* **What to produce**: Word for word, set down every line of the entries below from the line with "TASK = identify one point per instance of the hillside" to the line with "TASK = identify one point per instance of the front wheel", including both, and no other line.

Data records
==============================

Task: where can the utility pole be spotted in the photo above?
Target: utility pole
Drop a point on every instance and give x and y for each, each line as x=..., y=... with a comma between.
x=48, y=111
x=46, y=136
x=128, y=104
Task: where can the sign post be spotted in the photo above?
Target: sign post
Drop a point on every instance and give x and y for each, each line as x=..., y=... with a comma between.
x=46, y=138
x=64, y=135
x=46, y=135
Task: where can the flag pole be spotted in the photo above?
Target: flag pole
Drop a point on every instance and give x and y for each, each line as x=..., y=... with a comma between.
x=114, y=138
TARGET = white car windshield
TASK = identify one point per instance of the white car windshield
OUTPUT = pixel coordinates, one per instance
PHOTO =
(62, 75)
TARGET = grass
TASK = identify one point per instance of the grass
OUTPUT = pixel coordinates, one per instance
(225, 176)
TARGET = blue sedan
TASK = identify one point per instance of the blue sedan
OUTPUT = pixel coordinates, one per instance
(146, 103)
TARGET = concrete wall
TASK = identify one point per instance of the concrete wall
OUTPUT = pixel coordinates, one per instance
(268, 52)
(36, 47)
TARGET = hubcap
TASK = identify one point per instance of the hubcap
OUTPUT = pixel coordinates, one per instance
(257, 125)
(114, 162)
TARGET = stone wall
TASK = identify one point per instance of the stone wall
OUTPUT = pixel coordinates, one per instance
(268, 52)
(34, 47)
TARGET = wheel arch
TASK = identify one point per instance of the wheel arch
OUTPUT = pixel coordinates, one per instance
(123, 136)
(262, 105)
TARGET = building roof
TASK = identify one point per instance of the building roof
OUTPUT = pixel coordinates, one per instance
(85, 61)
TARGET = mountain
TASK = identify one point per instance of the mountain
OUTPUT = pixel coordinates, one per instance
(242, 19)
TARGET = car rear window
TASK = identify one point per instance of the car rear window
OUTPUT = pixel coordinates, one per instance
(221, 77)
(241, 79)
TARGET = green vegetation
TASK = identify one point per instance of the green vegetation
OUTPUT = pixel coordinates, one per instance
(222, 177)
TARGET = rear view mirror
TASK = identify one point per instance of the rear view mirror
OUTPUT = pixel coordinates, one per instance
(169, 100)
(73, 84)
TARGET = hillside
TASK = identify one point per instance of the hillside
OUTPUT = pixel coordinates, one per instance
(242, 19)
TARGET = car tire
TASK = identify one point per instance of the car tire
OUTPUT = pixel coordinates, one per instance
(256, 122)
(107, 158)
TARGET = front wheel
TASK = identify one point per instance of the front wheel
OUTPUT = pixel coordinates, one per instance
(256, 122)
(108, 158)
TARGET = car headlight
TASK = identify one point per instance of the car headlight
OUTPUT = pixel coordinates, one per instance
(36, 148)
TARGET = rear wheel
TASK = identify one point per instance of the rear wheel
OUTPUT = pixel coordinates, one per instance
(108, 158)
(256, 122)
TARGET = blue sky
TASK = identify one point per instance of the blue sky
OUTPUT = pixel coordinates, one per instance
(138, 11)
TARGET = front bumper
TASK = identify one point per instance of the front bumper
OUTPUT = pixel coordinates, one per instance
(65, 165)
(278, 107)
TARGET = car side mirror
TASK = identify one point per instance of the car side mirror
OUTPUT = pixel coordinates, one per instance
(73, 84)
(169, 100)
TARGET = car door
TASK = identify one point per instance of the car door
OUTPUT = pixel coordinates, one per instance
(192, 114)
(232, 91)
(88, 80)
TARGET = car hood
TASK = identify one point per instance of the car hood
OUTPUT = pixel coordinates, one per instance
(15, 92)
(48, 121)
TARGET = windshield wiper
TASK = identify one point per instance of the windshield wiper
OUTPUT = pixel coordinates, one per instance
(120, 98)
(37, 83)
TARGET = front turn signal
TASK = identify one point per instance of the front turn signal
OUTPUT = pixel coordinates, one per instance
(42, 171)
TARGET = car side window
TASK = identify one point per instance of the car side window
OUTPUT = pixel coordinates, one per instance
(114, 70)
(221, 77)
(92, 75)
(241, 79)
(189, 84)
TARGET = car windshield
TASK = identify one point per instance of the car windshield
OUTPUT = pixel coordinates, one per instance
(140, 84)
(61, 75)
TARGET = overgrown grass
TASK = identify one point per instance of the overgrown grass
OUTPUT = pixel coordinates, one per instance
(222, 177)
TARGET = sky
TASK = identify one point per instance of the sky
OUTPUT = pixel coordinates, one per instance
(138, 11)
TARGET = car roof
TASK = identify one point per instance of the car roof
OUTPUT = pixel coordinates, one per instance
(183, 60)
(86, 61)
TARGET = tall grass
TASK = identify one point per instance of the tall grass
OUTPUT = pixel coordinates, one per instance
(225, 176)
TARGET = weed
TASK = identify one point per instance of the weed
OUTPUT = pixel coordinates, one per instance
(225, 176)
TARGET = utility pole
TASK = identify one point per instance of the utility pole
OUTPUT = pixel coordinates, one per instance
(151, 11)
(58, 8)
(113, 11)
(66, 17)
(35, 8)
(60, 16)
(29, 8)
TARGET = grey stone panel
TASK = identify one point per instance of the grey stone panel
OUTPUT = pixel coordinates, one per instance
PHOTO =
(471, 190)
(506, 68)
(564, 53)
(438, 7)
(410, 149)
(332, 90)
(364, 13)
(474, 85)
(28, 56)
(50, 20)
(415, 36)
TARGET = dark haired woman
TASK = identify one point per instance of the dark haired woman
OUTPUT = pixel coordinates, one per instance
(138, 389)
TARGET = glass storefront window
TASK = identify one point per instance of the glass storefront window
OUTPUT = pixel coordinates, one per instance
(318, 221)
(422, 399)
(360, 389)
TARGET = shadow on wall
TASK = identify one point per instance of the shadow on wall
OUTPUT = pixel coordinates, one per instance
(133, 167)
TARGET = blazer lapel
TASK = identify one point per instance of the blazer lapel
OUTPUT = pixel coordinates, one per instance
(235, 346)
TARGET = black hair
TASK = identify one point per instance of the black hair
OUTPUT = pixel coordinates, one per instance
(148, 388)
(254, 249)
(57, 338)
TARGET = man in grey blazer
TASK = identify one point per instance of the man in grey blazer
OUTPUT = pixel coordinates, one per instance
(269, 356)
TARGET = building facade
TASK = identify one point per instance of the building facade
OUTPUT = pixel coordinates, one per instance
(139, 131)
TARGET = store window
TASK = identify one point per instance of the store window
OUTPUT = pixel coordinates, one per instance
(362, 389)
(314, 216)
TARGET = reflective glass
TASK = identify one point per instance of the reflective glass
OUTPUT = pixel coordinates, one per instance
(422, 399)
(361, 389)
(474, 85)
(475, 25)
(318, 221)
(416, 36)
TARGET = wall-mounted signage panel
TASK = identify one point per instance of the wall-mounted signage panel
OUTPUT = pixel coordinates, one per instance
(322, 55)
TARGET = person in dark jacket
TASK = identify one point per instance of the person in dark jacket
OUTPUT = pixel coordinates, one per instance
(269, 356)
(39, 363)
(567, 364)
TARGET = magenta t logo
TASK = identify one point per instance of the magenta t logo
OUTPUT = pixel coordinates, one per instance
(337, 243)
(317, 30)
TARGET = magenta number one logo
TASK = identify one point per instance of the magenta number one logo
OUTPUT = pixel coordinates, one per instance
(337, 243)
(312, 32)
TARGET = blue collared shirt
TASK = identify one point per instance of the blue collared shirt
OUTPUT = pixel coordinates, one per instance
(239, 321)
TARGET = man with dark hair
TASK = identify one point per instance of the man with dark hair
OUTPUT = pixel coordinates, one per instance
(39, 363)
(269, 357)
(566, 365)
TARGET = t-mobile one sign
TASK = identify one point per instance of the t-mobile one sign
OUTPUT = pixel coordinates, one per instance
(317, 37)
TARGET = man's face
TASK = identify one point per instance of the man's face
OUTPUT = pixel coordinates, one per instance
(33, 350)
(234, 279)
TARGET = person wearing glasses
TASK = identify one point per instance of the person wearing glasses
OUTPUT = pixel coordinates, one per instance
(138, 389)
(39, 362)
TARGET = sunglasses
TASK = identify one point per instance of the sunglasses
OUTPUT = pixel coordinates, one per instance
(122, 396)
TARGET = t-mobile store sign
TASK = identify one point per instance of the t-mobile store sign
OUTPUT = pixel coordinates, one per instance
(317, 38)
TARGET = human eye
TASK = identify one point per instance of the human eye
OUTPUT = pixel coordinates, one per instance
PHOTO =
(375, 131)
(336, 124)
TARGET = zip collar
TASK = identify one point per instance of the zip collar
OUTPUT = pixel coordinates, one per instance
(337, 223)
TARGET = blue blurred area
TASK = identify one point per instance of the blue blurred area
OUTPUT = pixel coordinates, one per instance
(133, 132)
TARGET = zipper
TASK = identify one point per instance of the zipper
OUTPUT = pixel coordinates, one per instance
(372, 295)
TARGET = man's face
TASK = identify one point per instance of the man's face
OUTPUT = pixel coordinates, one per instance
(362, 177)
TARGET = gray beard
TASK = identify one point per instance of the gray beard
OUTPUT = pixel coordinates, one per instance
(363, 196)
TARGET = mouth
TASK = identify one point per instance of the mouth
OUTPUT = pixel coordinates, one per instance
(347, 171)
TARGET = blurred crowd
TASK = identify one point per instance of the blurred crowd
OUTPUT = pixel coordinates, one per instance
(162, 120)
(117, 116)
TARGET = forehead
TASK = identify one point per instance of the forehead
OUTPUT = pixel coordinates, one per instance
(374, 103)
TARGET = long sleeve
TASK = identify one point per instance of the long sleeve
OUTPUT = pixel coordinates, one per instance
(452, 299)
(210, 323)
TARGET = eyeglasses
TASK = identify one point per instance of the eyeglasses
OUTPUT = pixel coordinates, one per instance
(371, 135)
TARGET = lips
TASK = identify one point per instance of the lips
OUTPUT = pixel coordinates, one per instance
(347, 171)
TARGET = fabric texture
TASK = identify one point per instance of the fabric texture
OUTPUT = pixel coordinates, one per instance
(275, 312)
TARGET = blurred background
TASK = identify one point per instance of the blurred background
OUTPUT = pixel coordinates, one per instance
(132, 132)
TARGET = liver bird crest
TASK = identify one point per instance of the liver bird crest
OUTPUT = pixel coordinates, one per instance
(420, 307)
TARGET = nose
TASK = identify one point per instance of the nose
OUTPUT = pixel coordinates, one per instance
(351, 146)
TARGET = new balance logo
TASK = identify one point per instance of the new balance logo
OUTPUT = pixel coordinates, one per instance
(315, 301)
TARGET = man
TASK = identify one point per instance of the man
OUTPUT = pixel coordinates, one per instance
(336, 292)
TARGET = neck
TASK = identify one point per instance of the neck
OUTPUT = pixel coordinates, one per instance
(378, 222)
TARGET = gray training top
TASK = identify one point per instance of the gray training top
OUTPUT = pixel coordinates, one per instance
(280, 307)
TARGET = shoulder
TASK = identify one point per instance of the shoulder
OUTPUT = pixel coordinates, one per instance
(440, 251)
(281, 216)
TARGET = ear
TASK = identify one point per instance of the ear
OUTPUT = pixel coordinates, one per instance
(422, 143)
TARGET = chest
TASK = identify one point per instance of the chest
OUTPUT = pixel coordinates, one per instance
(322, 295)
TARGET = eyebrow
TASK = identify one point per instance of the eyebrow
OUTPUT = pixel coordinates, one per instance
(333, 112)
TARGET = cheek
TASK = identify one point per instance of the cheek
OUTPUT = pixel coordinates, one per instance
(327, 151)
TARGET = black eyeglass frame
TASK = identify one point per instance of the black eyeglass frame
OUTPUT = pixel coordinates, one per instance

==============================

* **Reply**:
TASK = identify one point per instance of the hillside
OUTPUT = pixel coordinates, one per instance
(242, 19)
TARGET = car tire
TASK = identify one point per instance of the car tire
OUTPUT = pixel coordinates, one per instance
(256, 122)
(107, 158)
TARGET = front wheel
TASK = identify one point per instance of the front wheel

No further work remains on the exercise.